(Object location annotation data)
%%

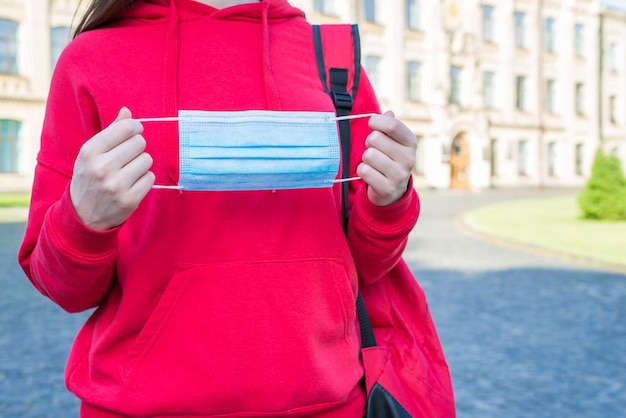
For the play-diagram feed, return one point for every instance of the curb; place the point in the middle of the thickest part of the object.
(463, 226)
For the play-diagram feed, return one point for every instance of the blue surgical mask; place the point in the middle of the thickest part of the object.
(256, 150)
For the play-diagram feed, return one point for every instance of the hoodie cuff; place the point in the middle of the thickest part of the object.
(399, 216)
(75, 237)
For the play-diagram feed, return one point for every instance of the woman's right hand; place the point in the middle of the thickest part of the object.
(111, 174)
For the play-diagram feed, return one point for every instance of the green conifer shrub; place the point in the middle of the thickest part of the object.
(604, 195)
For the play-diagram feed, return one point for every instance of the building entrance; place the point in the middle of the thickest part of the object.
(459, 163)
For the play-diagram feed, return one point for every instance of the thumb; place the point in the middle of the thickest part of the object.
(124, 113)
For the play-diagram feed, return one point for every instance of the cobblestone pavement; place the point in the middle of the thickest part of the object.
(526, 334)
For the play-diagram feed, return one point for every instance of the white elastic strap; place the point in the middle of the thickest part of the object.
(158, 186)
(176, 118)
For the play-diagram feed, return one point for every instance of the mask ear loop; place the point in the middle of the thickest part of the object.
(176, 119)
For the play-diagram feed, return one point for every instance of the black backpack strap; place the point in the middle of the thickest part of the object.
(342, 91)
(341, 88)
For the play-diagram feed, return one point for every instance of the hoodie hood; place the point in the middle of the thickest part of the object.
(173, 13)
(149, 11)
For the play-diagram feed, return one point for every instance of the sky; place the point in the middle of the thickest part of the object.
(618, 4)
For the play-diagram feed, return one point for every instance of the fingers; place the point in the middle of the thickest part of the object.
(120, 130)
(393, 128)
(111, 174)
(388, 160)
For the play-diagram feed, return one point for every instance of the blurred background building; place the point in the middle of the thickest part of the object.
(500, 93)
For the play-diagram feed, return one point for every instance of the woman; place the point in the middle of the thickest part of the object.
(230, 303)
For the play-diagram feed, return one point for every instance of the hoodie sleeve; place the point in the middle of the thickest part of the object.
(66, 261)
(377, 235)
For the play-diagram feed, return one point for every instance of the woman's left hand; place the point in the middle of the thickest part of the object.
(388, 159)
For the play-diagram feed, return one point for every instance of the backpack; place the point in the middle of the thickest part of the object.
(406, 373)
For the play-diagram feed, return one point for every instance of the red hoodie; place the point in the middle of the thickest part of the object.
(207, 303)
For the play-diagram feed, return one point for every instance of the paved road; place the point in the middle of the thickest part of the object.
(526, 334)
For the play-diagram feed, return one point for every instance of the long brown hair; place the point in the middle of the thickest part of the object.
(100, 12)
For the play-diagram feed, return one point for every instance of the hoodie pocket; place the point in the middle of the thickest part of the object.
(253, 337)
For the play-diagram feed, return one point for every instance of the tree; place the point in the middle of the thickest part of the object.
(604, 195)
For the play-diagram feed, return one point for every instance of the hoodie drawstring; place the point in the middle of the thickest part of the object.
(271, 92)
(170, 91)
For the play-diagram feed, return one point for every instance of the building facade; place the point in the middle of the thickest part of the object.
(499, 93)
(32, 34)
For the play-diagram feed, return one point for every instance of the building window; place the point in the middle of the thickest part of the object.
(373, 68)
(488, 89)
(413, 14)
(551, 159)
(488, 23)
(493, 157)
(613, 57)
(413, 81)
(548, 35)
(578, 40)
(518, 17)
(522, 158)
(580, 104)
(8, 47)
(520, 92)
(370, 11)
(550, 96)
(419, 168)
(613, 109)
(9, 135)
(59, 37)
(455, 85)
(579, 159)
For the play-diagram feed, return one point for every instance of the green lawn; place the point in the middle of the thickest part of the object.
(552, 224)
(14, 200)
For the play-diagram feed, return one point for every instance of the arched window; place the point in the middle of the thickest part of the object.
(59, 37)
(9, 153)
(8, 46)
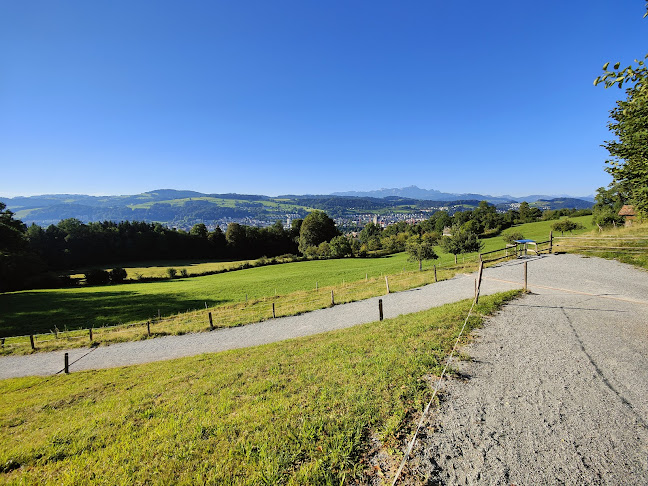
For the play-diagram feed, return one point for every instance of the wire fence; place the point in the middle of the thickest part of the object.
(235, 314)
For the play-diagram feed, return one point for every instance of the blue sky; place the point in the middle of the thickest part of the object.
(295, 97)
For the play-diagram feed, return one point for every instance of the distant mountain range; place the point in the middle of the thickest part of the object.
(182, 209)
(415, 192)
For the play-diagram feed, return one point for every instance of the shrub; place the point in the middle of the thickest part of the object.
(97, 276)
(118, 275)
(566, 225)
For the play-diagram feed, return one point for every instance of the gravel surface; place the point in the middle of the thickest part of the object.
(556, 391)
(170, 347)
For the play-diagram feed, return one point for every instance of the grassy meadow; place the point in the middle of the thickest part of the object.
(158, 269)
(302, 411)
(84, 307)
(613, 244)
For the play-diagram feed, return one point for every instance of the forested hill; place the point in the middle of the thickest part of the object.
(184, 208)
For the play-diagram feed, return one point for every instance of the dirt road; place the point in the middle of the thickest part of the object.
(556, 391)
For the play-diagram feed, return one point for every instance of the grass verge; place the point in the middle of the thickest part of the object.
(294, 412)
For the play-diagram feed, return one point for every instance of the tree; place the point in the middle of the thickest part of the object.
(461, 242)
(566, 225)
(629, 163)
(316, 228)
(17, 260)
(199, 230)
(340, 247)
(421, 248)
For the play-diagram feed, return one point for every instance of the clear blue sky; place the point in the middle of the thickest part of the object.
(276, 97)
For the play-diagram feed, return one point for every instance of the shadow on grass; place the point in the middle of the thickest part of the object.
(39, 312)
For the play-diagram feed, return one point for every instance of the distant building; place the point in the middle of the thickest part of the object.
(628, 213)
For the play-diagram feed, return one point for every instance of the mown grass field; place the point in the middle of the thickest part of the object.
(158, 269)
(627, 245)
(297, 412)
(85, 307)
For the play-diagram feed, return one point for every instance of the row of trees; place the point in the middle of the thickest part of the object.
(27, 253)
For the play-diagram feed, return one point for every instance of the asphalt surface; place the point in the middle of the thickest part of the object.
(556, 389)
(555, 392)
(170, 347)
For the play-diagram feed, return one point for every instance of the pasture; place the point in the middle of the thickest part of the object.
(85, 307)
(303, 411)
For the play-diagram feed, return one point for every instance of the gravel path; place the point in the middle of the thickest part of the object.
(556, 391)
(170, 347)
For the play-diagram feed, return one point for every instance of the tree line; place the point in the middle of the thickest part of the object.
(33, 257)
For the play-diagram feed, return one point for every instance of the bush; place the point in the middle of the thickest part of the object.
(118, 275)
(97, 276)
(566, 225)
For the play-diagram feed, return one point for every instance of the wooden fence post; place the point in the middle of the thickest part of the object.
(525, 276)
(550, 242)
(478, 282)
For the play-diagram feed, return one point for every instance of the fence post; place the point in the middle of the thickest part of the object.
(525, 276)
(550, 242)
(478, 282)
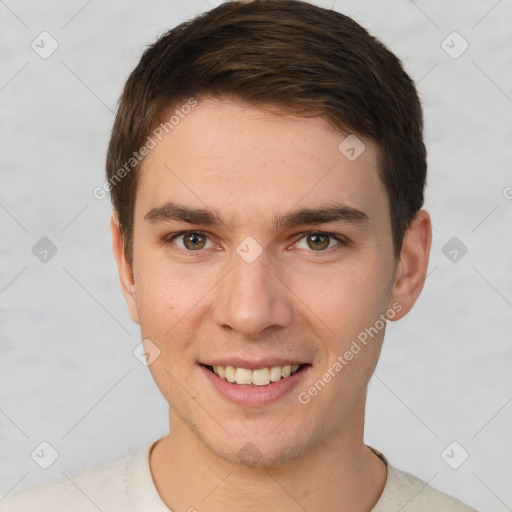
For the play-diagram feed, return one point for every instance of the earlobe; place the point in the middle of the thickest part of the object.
(412, 267)
(124, 268)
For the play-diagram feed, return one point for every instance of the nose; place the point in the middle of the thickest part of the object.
(252, 299)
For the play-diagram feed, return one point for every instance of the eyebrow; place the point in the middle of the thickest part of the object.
(333, 212)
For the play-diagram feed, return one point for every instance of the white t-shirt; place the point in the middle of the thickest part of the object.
(125, 484)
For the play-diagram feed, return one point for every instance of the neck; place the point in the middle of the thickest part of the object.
(339, 473)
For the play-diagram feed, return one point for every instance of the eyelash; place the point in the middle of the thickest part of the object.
(342, 242)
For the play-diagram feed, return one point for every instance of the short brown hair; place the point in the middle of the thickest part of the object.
(303, 59)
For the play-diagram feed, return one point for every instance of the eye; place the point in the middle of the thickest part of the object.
(191, 240)
(320, 242)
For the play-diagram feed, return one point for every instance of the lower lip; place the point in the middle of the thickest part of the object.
(255, 395)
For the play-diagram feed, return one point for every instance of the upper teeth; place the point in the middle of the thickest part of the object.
(259, 377)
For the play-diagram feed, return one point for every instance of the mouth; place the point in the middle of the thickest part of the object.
(258, 377)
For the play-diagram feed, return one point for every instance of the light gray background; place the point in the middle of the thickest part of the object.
(68, 374)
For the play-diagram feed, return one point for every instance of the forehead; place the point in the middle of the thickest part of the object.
(238, 159)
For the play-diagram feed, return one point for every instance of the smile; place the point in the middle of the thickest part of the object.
(257, 377)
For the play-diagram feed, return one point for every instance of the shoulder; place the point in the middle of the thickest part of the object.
(99, 488)
(407, 493)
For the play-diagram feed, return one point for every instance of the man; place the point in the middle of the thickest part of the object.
(267, 171)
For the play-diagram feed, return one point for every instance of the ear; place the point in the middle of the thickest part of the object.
(123, 267)
(412, 267)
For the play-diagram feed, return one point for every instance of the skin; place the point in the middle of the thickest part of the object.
(293, 301)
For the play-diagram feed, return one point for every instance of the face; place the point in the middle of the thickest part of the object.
(259, 245)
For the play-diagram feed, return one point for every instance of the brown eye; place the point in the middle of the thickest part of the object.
(318, 241)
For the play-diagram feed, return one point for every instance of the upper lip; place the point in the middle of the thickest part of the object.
(238, 362)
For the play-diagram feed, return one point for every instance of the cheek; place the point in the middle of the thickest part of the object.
(346, 299)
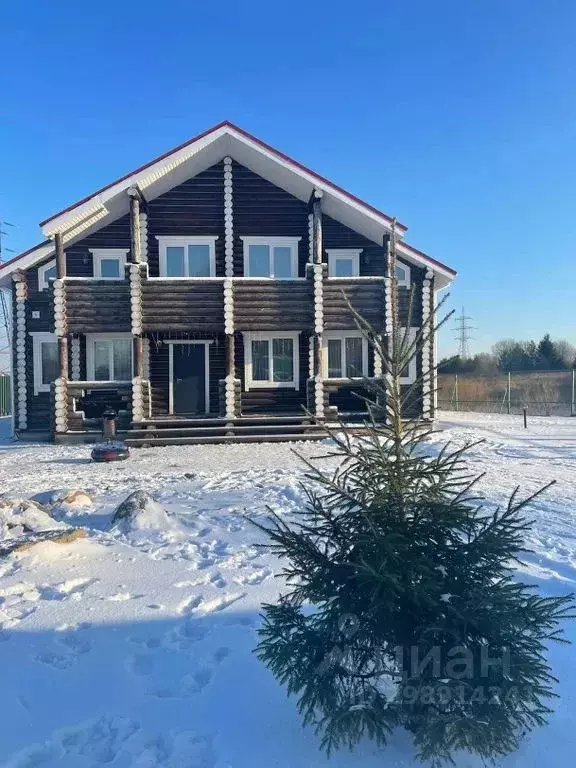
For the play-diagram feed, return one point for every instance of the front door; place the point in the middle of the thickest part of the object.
(189, 378)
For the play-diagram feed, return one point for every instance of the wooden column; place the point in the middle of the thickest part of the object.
(230, 356)
(63, 355)
(135, 245)
(60, 256)
(317, 251)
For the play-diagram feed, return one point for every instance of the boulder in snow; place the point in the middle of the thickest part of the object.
(25, 522)
(69, 497)
(19, 517)
(140, 512)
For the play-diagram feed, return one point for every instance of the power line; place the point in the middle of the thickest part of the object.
(462, 334)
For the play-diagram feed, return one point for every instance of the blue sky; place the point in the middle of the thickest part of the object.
(457, 117)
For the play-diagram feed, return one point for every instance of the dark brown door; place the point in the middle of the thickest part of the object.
(189, 378)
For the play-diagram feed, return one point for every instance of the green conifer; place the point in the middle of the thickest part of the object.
(402, 608)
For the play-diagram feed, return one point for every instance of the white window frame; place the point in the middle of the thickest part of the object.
(407, 280)
(108, 253)
(272, 242)
(39, 338)
(183, 241)
(249, 337)
(412, 365)
(90, 339)
(341, 336)
(43, 284)
(336, 254)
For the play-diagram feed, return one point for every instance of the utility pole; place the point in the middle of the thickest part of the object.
(462, 334)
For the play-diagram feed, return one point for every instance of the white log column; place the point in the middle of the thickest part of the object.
(21, 399)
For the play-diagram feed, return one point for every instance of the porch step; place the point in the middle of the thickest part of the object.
(173, 422)
(215, 439)
(224, 429)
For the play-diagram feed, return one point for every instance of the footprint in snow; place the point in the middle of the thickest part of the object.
(256, 577)
(141, 664)
(55, 660)
(73, 589)
(220, 603)
(75, 644)
(190, 604)
(217, 580)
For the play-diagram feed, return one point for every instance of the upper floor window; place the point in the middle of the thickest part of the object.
(109, 263)
(45, 360)
(403, 275)
(109, 357)
(344, 262)
(187, 256)
(345, 355)
(46, 273)
(275, 257)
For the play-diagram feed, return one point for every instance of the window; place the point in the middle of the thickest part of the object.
(187, 256)
(109, 357)
(344, 262)
(409, 372)
(109, 263)
(46, 273)
(46, 360)
(403, 275)
(345, 355)
(271, 360)
(275, 257)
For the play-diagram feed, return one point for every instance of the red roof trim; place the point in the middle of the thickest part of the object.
(21, 255)
(264, 145)
(248, 136)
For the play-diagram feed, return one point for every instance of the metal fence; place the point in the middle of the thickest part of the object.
(542, 393)
(5, 395)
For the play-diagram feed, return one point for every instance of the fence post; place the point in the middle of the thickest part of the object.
(456, 395)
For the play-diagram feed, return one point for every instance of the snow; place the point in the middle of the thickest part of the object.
(132, 648)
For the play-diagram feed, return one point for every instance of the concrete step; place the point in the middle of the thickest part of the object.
(215, 439)
(269, 429)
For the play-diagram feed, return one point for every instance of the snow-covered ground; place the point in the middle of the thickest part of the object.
(133, 649)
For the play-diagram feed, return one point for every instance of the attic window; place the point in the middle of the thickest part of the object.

%%

PROBLEM DETAILS - Set down, word for word, only the lines running from the line with "the upper floor" to the last line of the listing above. Both of those lines belong in your answer.

EXPECTED ANSWER -
For the play-diagram feed, return one point for every instance of the upper floor window; place the point in the middle of the thickest part of the object.
(109, 263)
(45, 360)
(403, 275)
(109, 357)
(344, 262)
(187, 256)
(345, 355)
(46, 273)
(275, 257)
For the play-diagram feed, return one point for every instance of the window; place the point in the middle of the thickest part of the object.
(187, 256)
(109, 357)
(344, 262)
(409, 372)
(109, 263)
(46, 273)
(46, 360)
(403, 275)
(345, 355)
(271, 360)
(275, 257)
For the play-diagram feed, return one point for every instance of the red roof trim; place the point in the middle of the thickest part of the object.
(21, 255)
(264, 145)
(248, 136)
For the play-diagram feed, return one point for every instance of the metal fence; place the point in the middle of the thickest part of the object.
(542, 393)
(5, 395)
For the play-diagram feed, return one point for every instance of the fence post; place the point in the middle of the thickest part of the object.
(456, 395)
For the play-diagram feed, return one point for every instance of the snow; place the point in the middle of the thickest part of the object.
(132, 648)
For the play-diagram feed, return one point for every instance of the concrete step; place the point in the middle of the thickest part of the object.
(215, 439)
(269, 429)
For the play-diagram feed, return one point for every instance of the snow-covered ground; place the point in the middle of the thickest part of the object.
(133, 649)
For the play-diagram feed, return one point for every instance of the attic window; place the point in the middle of the thickest part of the object.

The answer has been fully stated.